What you will do:
Write the next part of the forum post about an unpaid Empower cooling bill, starting right after its last sentence.

___ Document excerpt

# Unpaid Empower cooling bill



## Prodigy (Mar 2, 2012)

Hi folks,
I'm totally new here and hope someone can advise. We're moving out of our apartment in two weeks as totally unhappy with the landlord and he wants to increase the rent by 10% which I believe is illegal but we don't have the time to go to RERA courts etc as travel a lot with work.

Anyway, when we moved in, we couldn't connect the aircon as there was 1500 outstanding so the landlord promised to pay this back but of course he never did. Now, we're not expecting to get our deposit back so what we did was to stop paying the Empower bill a couple of months ago and it has now been disconnected. 

Empower of course continue to charge even though the service is disconnected so we work out now that the deposit and the 1500 he owes may just cover the outstanding bills.

______
___ Dataset

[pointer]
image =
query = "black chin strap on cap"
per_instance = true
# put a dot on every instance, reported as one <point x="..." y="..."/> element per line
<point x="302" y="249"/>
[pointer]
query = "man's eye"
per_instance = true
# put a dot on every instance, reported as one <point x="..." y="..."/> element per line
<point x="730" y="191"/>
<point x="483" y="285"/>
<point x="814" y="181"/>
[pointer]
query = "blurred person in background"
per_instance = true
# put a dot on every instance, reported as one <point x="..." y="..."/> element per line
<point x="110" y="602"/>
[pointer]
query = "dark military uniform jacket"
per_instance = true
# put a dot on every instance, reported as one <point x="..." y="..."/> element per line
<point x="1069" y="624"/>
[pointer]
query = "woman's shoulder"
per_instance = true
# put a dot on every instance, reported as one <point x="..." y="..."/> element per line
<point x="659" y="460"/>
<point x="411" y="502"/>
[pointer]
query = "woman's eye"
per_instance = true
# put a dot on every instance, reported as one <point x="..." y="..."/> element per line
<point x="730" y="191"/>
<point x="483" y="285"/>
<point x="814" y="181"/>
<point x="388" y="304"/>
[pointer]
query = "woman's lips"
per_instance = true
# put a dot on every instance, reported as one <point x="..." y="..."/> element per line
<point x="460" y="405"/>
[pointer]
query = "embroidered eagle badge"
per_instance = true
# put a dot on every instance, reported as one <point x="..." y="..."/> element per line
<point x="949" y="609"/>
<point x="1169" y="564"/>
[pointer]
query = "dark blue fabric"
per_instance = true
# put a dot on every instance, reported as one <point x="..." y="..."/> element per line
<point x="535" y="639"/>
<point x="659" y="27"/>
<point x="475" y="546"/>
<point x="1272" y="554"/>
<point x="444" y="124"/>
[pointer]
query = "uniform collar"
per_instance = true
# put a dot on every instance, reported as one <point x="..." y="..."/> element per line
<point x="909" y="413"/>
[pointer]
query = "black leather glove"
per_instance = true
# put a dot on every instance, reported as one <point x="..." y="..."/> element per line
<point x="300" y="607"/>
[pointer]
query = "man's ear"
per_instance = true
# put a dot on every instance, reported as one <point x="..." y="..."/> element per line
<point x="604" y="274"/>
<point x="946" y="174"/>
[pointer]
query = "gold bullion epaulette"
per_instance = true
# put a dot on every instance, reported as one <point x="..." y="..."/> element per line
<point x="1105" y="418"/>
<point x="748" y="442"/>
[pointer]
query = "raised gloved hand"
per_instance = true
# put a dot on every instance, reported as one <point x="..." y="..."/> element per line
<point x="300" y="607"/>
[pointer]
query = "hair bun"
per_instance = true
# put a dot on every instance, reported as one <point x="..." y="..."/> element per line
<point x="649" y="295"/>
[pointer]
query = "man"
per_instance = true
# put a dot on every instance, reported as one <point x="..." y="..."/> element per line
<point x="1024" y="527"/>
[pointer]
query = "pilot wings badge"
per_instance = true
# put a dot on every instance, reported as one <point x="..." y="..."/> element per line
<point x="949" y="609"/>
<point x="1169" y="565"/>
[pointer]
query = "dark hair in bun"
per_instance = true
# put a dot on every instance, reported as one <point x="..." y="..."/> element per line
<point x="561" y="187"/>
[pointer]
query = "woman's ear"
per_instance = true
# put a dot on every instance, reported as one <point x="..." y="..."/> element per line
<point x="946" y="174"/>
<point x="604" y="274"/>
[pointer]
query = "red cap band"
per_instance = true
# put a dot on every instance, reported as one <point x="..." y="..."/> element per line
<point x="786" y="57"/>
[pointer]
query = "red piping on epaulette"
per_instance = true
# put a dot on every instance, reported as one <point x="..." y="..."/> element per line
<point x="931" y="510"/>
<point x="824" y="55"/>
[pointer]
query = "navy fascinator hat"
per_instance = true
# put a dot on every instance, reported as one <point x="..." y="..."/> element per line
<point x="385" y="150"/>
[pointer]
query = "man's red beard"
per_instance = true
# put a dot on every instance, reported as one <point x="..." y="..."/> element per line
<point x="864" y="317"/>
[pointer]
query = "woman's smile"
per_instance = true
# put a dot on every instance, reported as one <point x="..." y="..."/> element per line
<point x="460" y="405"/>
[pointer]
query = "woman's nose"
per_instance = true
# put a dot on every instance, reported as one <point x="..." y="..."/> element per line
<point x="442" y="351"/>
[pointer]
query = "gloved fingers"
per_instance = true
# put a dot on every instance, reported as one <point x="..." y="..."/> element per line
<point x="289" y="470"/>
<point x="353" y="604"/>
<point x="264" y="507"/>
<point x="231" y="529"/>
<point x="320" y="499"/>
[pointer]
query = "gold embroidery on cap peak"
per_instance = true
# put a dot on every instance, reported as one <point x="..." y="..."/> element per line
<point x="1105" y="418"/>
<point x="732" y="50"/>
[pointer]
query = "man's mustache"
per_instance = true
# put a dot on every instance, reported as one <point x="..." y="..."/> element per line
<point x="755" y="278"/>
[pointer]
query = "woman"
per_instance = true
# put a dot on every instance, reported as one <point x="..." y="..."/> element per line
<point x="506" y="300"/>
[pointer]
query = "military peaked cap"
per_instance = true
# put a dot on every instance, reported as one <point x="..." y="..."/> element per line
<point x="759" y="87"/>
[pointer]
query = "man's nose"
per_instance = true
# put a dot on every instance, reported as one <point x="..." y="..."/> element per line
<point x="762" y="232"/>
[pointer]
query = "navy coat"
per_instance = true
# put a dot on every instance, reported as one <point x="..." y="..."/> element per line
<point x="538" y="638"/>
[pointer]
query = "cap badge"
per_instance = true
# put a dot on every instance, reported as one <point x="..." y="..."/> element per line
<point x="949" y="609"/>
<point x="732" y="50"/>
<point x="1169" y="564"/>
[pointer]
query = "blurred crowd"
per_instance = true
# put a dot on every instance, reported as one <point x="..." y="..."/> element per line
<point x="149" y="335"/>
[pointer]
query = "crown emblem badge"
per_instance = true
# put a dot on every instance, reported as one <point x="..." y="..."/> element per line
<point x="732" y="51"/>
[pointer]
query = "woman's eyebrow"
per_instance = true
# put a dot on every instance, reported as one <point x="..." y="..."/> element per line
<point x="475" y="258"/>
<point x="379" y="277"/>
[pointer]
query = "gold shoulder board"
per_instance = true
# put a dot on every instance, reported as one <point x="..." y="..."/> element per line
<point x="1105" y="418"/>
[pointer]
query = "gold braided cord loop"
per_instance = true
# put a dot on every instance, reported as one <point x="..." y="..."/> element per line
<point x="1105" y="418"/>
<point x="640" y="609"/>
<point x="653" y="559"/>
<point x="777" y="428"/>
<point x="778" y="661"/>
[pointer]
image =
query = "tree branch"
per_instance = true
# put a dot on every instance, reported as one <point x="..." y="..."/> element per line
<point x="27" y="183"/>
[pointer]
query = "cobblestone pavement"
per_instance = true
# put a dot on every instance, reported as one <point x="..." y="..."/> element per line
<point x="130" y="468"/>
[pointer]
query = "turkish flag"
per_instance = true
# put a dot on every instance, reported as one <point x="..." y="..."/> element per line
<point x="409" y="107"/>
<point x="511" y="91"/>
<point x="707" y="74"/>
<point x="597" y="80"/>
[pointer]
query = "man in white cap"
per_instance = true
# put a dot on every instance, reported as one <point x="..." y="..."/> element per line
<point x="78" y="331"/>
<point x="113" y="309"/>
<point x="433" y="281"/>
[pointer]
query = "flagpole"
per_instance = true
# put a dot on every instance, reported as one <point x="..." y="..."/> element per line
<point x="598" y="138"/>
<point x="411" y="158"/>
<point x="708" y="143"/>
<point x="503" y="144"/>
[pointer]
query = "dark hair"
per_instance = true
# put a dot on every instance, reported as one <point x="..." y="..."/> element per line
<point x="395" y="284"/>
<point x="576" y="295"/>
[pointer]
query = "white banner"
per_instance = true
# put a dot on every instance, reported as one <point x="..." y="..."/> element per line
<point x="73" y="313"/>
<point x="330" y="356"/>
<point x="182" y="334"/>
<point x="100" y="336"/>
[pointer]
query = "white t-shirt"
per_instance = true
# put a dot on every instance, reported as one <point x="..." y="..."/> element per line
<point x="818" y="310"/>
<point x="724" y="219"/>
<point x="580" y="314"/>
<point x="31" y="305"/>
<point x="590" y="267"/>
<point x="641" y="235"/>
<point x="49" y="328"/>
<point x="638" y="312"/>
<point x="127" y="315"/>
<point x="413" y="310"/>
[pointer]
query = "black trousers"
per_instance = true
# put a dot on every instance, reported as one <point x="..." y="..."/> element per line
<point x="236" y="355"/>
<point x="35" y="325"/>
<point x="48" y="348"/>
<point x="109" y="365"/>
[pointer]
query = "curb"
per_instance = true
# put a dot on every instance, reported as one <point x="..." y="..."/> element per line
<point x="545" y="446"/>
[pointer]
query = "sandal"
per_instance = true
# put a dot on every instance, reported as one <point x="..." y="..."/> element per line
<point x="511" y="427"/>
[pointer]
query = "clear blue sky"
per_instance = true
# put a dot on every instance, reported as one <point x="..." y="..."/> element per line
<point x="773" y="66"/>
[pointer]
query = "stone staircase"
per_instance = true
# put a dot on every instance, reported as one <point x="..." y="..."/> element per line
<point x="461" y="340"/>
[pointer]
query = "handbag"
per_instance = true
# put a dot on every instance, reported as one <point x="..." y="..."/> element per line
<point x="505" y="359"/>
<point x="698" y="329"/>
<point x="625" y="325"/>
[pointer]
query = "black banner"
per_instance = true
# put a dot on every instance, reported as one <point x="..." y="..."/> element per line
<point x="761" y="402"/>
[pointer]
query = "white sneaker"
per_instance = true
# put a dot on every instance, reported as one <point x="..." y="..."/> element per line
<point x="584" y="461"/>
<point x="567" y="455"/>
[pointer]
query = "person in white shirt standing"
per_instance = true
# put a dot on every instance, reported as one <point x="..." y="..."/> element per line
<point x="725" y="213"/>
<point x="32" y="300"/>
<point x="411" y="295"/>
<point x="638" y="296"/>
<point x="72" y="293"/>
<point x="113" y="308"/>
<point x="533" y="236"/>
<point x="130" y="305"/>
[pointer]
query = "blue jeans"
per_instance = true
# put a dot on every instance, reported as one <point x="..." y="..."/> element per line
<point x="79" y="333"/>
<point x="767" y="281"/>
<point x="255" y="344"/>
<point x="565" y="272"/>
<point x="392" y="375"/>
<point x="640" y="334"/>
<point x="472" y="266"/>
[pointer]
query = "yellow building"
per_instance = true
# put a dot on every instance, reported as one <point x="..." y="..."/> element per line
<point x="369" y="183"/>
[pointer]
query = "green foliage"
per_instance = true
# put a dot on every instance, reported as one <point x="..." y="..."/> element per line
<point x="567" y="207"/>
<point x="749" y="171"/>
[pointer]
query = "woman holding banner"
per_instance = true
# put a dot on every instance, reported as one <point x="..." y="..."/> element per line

______

Task answer:
I'm not expecting the landlord to be happy about this as he probably thought our deposit is part of his profit so, the question is, can he do anything about the unpaid empower bills, claiming that the deposit was used instead to fix 'phantom' damage in the flat? I heard police cases can be brought stopping us from travelling?

The crucial point is that the empower bills are under HIS name but obviously the account is linked to the address where we lived for the past year and tenancy contract says we are responsible for all bills.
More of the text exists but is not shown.